Steroids to Treat Arthritis
Introduction to Steroids
Steroids (short for corticosteroids) are synthetic drugs that closely resemble cortisol, a hormone that your body produces naturally. Steroids work by decreasing inflammation and reducing the activity of the immune system. They are used to treat a variety of inflammatory diseases and conditions.
Corticosteroids are different from anabolic steroids, which some athletes use to build bigger muscles. Examples of corticosteroid medications include triamcinolone, cortisone, prednisone, and methylprednisolone.
How Are Steroids Given?
Steroids can be given topically (cream or ointment), by mouth (orally), or by injection. When injected, they can be given into a vein or muscle, directly into a joint or bursa (lubricating sac between certain tendons and the bones beneath them) or around tendons and other soft tissue areas.
How Do Steroids Work?

Listed entries =>
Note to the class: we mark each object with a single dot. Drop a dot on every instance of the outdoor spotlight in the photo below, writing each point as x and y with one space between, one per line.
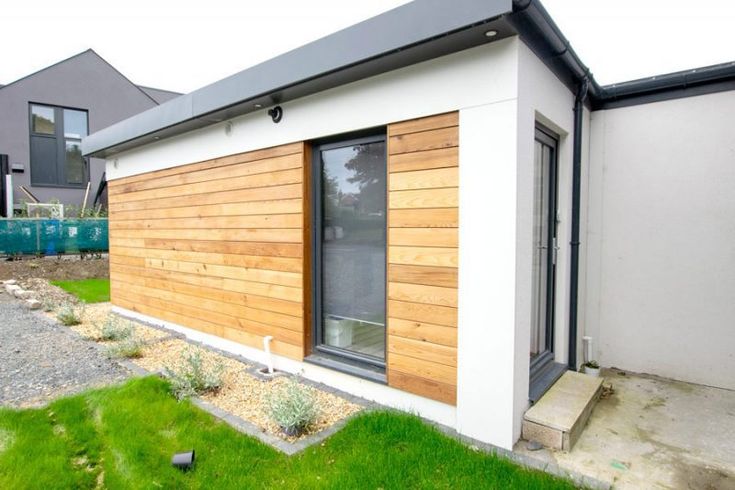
183 461
276 114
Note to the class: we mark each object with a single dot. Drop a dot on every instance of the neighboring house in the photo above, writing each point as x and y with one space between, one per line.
442 206
45 115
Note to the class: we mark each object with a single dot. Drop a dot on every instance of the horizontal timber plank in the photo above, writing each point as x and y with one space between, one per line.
424 218
425 332
417 274
279 235
281 278
186 310
238 311
424 160
253 301
431 256
269 249
257 181
419 293
245 338
439 354
425 140
222 222
287 264
418 312
424 179
424 198
435 390
234 159
423 237
439 121
283 206
422 368
222 172
287 191
256 288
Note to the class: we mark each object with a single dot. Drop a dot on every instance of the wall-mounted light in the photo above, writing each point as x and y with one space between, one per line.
276 114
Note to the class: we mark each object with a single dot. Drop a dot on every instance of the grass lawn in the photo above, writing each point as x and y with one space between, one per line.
87 290
127 434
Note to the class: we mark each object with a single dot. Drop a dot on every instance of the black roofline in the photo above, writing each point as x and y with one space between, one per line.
412 33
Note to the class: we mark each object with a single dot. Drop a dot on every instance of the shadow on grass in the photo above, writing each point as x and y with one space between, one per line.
125 436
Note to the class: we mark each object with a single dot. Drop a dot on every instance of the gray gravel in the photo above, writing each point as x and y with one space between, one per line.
41 360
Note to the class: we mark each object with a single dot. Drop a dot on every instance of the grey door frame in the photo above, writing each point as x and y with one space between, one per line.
543 368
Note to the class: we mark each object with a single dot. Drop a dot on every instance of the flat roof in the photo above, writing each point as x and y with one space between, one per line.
411 33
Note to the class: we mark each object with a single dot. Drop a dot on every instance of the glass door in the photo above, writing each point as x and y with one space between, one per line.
545 251
350 250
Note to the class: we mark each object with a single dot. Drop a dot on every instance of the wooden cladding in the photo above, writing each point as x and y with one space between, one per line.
217 246
422 256
222 247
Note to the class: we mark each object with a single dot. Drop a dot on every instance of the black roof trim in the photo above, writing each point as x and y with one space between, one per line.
414 32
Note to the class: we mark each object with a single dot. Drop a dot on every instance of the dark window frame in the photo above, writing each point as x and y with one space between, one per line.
61 180
349 361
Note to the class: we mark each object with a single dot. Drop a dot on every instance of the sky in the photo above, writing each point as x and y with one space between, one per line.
187 44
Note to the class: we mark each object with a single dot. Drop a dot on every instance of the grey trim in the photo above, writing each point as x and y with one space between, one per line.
688 83
417 31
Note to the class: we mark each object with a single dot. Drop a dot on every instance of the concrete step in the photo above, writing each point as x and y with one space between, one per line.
558 418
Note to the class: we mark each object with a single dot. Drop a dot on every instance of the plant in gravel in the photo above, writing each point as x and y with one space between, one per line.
293 408
48 305
115 328
70 314
193 377
130 348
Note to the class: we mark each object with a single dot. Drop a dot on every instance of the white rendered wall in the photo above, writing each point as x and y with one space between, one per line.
385 395
480 83
477 76
661 262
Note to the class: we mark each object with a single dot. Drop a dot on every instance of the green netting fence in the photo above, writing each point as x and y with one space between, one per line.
44 236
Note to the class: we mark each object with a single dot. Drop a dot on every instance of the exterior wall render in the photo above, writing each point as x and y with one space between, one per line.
467 81
660 266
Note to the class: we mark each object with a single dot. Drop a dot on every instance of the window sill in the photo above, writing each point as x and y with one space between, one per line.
371 373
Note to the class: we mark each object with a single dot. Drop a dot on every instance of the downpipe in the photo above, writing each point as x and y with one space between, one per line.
576 203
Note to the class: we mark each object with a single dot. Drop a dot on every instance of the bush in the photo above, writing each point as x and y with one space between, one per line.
131 348
193 377
115 328
69 314
293 408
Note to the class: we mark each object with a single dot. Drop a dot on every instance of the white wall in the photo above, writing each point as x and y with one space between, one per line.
480 83
661 262
477 76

What you need to do =>
#1 How would you render this sentence from the article on steroids for arthritis in Spanish: "Steroids work by decreasing inflammation and reducing the activity of the immune system."?
#2 Give what comes next in the article on steroids for arthritis, starting after its last line.
The rows come from a separate source.

Numbered answers =>
#1 Los esteroides actúan disminuyendo la inflamación y reduciendo la actividad del sistema inmunitario.

#2
Steroids decrease inflammation and reduce the activity of the immune system. Inflammation is a process by which the body's white blood cells and chemicals protect the body against infection and foreign organisms such as bacteria and viruses.
In certain diseases, however, the body's defense system (immune system) doesn't function properly and is overactive. This may cause inflammation to work against the body's own tissues and cause tissue damage. Inflammation is characterized by redness, warmth, swelling and pain.
Steroids reduce the production of inflammatory chemicals in order to minimize tissue damage. Steroids also reduce the activity of the immune system by affecting the function of white blood cells.